Since the government views a strong housing recovery as a backbone to an economic recovery, as well as an employment recovery, the thinking could be that if a program was in place to help mortgage holders of all kinds, it would make the immediate goals appear attainable. After all, if a homeowner who owns a $200k home (purchased for $500k in 2006) with a $300k mortgage at a 6.5% rate and a "nut" of $3k per month is "allowed" to refinance through a new government plan, down to the current 3.40% mortgage rate (30 year fixed), that homeowner could slice the monthly "nut" in half roughly.

What the government might expect is to have that money recycled back into the economy, because the homeowners could not WAIT to spend it on other stuff, right?

On top of that, the foreclosure rate going forward could drop as those homeowners could then afford the monthly payments more easily.

At least this is the theory. In reality, it has not happened quite as well as the government thought it would in the first place. So of course that means the government should expand the program so more folks have a shot!

-=-=-

Exercise requirements.
A. Decide whether each statement agrees with the passage on government mortgage refinancing. For each, answer yes or no and quote the deciding words of the passage.
(i) The refinancing example assumes a 30-year fixed mortgage rate of 3.40%.
(ii) The passage says the program has worked as well as the government expected.
(iii) The homeowner in the example bought the home for $200k in 2006.
B. Reprint the passage on government mortgage refinancing from "What the government" up to and including "have a shot!".

-=-=-

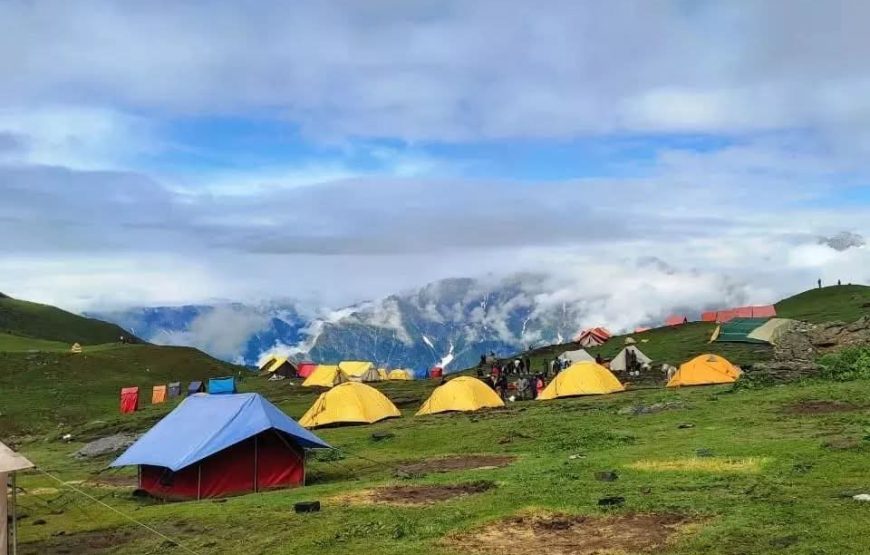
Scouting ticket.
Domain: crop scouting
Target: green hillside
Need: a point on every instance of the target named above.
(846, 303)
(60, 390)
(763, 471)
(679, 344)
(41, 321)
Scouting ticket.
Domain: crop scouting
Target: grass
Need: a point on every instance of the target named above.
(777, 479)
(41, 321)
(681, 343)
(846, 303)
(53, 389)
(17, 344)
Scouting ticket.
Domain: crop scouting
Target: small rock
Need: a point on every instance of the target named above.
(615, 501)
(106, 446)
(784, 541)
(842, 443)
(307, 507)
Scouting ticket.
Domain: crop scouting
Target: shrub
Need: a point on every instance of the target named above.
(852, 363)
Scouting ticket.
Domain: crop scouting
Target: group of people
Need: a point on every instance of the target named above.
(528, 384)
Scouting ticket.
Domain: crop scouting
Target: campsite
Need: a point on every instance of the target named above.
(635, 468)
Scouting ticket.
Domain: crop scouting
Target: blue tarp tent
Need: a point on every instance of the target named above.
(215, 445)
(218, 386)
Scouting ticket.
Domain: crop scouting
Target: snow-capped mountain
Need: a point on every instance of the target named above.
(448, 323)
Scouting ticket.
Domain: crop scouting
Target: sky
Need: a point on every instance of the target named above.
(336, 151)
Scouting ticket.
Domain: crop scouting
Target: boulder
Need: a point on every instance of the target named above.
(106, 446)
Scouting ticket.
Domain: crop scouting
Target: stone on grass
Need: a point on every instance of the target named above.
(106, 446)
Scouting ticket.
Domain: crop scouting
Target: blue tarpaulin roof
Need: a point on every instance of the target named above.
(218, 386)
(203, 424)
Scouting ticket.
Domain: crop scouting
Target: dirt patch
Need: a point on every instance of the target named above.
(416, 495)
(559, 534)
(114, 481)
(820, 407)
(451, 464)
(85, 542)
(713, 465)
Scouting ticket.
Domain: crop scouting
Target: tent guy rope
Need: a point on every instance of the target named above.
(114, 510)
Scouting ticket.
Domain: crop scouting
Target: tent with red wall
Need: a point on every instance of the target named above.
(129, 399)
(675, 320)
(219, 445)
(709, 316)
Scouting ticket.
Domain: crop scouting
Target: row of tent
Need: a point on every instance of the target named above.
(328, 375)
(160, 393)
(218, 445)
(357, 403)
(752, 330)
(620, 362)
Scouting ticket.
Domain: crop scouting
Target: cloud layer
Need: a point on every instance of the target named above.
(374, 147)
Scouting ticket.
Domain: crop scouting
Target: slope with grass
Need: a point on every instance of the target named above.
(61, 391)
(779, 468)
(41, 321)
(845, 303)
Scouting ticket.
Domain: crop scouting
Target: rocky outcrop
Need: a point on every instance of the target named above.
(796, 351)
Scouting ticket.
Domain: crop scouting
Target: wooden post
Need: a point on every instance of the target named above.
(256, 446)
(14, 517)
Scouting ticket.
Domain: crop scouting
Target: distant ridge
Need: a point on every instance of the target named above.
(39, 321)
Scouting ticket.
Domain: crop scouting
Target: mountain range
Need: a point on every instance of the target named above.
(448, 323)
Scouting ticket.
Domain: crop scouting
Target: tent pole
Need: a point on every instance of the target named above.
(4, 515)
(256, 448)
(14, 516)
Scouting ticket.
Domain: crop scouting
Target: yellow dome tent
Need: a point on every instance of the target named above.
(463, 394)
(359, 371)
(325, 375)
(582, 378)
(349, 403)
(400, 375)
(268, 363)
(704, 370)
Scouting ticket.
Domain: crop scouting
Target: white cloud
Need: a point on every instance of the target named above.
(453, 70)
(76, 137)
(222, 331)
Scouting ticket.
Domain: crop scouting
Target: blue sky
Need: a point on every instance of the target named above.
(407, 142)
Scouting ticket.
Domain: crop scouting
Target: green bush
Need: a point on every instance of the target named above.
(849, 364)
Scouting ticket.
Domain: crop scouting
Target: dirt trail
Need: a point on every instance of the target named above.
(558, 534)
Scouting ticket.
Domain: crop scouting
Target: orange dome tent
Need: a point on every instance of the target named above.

-=-=-

Solutions.
A.
(i) Yes: "down to the current 3.40% mortgage rate (30 year fixed)"
(ii) No: "In reality, it has not happened quite as well as the government thought it would in the first place."
(iii) No: "(purchased for $500k in 2006)"

B.
What the government might expect is to have that money recycled back into the economy, because the homeowners could not WAIT to spend it on other stuff, right?

On top of that, the foreclosure rate going forward could drop as those homeowners could then afford the monthly payments more easily.

At least this is the theory. In reality, it has not happened quite as well as the government thought it would in the first place. So of course that means the government should expand the program so more folks have a shot!